## TASKS TO COMPLETE
[1] In the forum thread about gentle discipline, what does oceanbaby's son dislike when he is really upset?
[2] Write a continuation of the forum thread about gentle discipline, picking up after its last sentence.

## TEXT SEGMENT
He is emotionally invested in his toys, though. And, so, it's a perfect scenario, IMO, for natural consequences to bring the lesson home without me having to nag or be the bad guy.

That's as far as I can get right now. I'm exhausted. Will come back later with some more thoughts.


----------



## oceanbaby (Nov 19, 2001)

Quote:

"I'm concerned that you might throw the applesauce on the floor again, so I'm just going to hold onto it until we can sit together. I really don't feel like cleaning up an applesauce mess."
Yeah, that's kind of how our discussion goes too. In many of my postings here I'm under the time pressure of the baby starting to squirm so I don't get to articulate my thoughts how I'd like to. I can type quickly though!

And you're right, sometimes I feel like I'm punishing him, and I do a lot of soul searching to make sure that I am really staying with the boundaries of being respectful and teaching proper behavior rather than reacting due to my own hangups, you know?

And just to complicate matters further, I think the child's personality plays a part in how GD 'looks' in any particular household. Some children respond to being held while they tantrum - my ds HATES to be touched while he is really upset. He often asks us to not even speak to or look at him. (And ironically, I'm kind of the same way when really pissed off or upset about something, so I can understand.) So for the books on the floor, we tried different scenarios, but he is kind of an all or nothing kid, so the pick up or it goes away has worked. And he really seems to understand it. But I can definitely see how it may not really be someone else's cup of tea. I have a friend who takes the concept of GD further than I am comfortable with, but it works for her child, who is much more 'emotional' than my son is.

And getting back to the OP, that's why I said that it might make a lot more sense to her once her child is here. His personality dictates so much of how I interact.


----------



## WithHannahsHeart (Apr 22, 2003)

Quote:


Originally Posted by *famousmockngbrd*
OK, I'll take a stab at it, lol.

What GD means to me is that we work together as a family, we respect each other, we cooperate. I try to see my child's point of view and accomodate his preferences. This does not mean he runs wild and everybody else bends to his whim. That would be disrespectful to the other members of the family. But it's not "my way or the highway", either. We work to find solutions that are acceptable to everybody.

The key thing behind GD, to me, is raising children to be critical thinkers. I don't think this can be done if they are conditioned to blindly obey me as an authority figure. I am in charge, it is true. I do have the final say. But I try to gently guide him in the direction I want him to go, not rigidly force him to adhere to the path I set out for him.

Source data
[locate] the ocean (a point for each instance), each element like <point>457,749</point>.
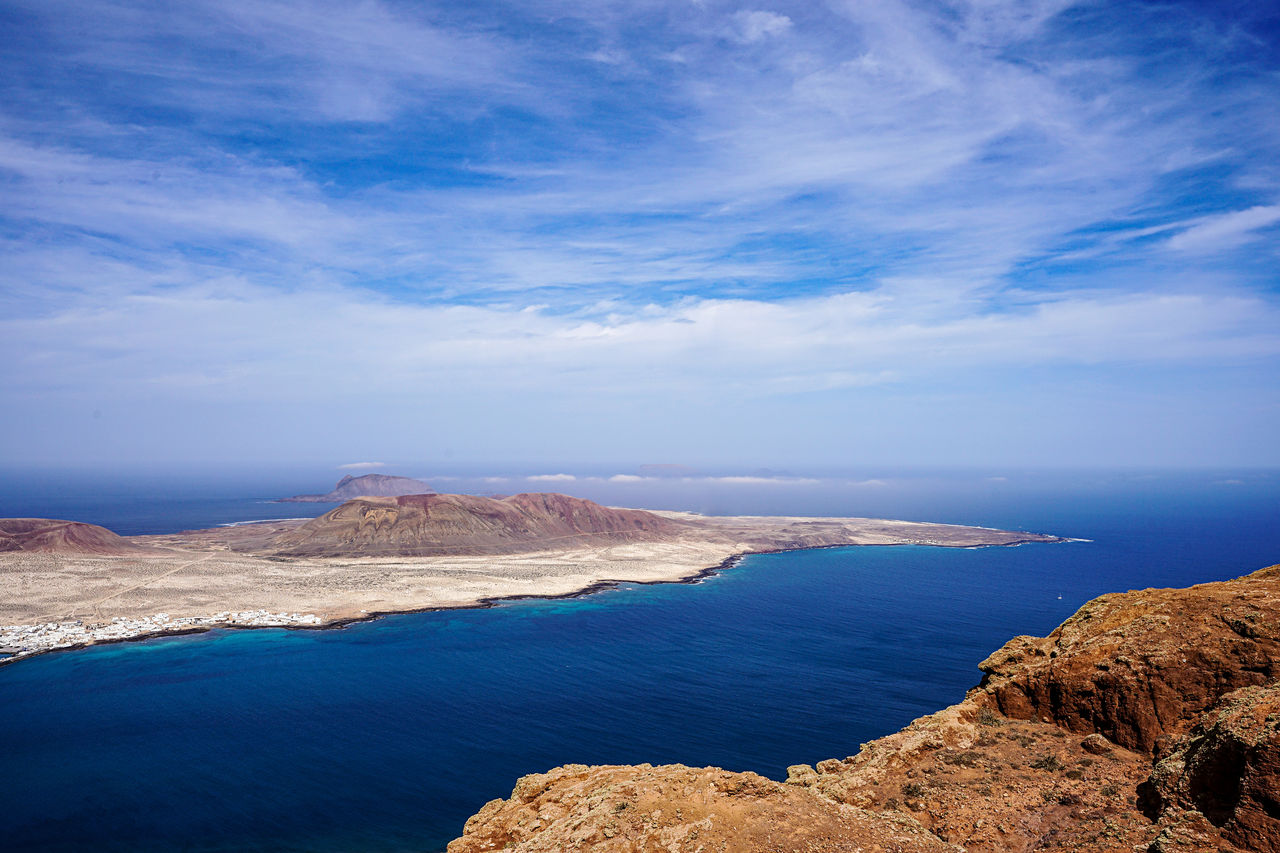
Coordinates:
<point>385,735</point>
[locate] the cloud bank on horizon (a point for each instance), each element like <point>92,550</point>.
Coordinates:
<point>712,232</point>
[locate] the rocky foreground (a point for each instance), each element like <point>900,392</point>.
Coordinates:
<point>1147,721</point>
<point>71,584</point>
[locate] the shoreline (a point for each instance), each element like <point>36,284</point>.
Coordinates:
<point>310,621</point>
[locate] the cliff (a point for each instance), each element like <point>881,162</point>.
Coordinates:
<point>366,486</point>
<point>435,524</point>
<point>1147,721</point>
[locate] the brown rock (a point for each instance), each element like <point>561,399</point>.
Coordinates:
<point>676,808</point>
<point>54,536</point>
<point>1184,674</point>
<point>1228,770</point>
<point>435,524</point>
<point>1139,667</point>
<point>1096,744</point>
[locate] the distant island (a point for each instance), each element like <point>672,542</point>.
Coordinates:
<point>74,584</point>
<point>1147,723</point>
<point>365,486</point>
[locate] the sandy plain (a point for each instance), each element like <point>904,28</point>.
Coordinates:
<point>192,578</point>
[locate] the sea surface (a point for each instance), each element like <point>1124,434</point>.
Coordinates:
<point>388,734</point>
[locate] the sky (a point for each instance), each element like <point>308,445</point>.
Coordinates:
<point>554,232</point>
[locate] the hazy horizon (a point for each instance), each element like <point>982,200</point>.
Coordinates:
<point>565,237</point>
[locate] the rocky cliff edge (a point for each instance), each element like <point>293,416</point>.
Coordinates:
<point>1147,721</point>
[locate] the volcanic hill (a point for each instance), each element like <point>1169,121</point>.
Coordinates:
<point>1150,721</point>
<point>54,536</point>
<point>366,486</point>
<point>423,525</point>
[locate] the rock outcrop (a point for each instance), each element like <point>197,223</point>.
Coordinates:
<point>435,524</point>
<point>1054,749</point>
<point>1226,769</point>
<point>366,486</point>
<point>1141,667</point>
<point>679,808</point>
<point>54,536</point>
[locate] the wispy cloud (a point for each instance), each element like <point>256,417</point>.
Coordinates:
<point>1225,231</point>
<point>664,203</point>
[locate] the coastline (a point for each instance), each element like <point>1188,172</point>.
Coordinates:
<point>155,626</point>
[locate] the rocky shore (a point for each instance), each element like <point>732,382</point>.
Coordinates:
<point>1147,721</point>
<point>23,641</point>
<point>72,584</point>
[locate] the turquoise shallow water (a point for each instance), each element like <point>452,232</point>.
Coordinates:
<point>388,734</point>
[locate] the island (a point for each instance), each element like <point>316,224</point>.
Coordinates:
<point>364,486</point>
<point>73,584</point>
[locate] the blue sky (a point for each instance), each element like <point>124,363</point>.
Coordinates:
<point>557,232</point>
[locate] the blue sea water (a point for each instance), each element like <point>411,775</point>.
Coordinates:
<point>388,734</point>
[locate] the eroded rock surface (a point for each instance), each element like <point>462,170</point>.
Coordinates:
<point>677,808</point>
<point>1139,667</point>
<point>1228,770</point>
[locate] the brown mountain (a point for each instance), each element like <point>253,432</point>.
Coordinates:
<point>435,524</point>
<point>1150,721</point>
<point>53,536</point>
<point>366,486</point>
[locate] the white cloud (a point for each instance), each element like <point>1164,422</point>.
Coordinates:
<point>1225,231</point>
<point>759,480</point>
<point>753,26</point>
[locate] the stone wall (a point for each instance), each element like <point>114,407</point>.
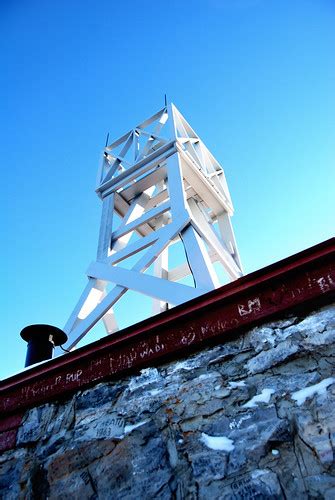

## EXPECTED ANSWERS
[1] He hates to be touched while he is really upset.

[2]
I try to allow him to explore, to experience the natural consequences of his actions. IMO this helps him to learn about the world. For instance, if he dumps out the cat's water on the floor, I don't put him in time out, I give him a rag and we clean up the mess. Later on, if he breaks a neighbor's window, he will have to find a way to fix the situation for the neighbor, i.e. mowing lawns to raise money to pay for the new one, giving up a Saturday to help replace it, etc. He wouldn't be grounded. The problem with taking away toys, etc. for bad behavior is that the consequence doesn't naturally follow from the action. It doesn't really teach anything except that Mommy doesn't like it when I do X. The reality of the situation, hurt feelings, damaged property, etc. often is overlooked, and all the child gets is a feeling of resentment at having been caught and punished.

Anyway. That's my take on it, the abridged version anyway. I hope other people weigh in, my DS is only 2 and I have a lon way to go on my disciplinary journey.

Oh, well put! Very much how we do things and how we think, too







. We find that negotiation has been a very positive aspect of our parenting, and that our child blossoms and is such a nice little person (mostly







) because we allow her to make choices and listen to her.


----------



## moma justice (Aug 16, 2003)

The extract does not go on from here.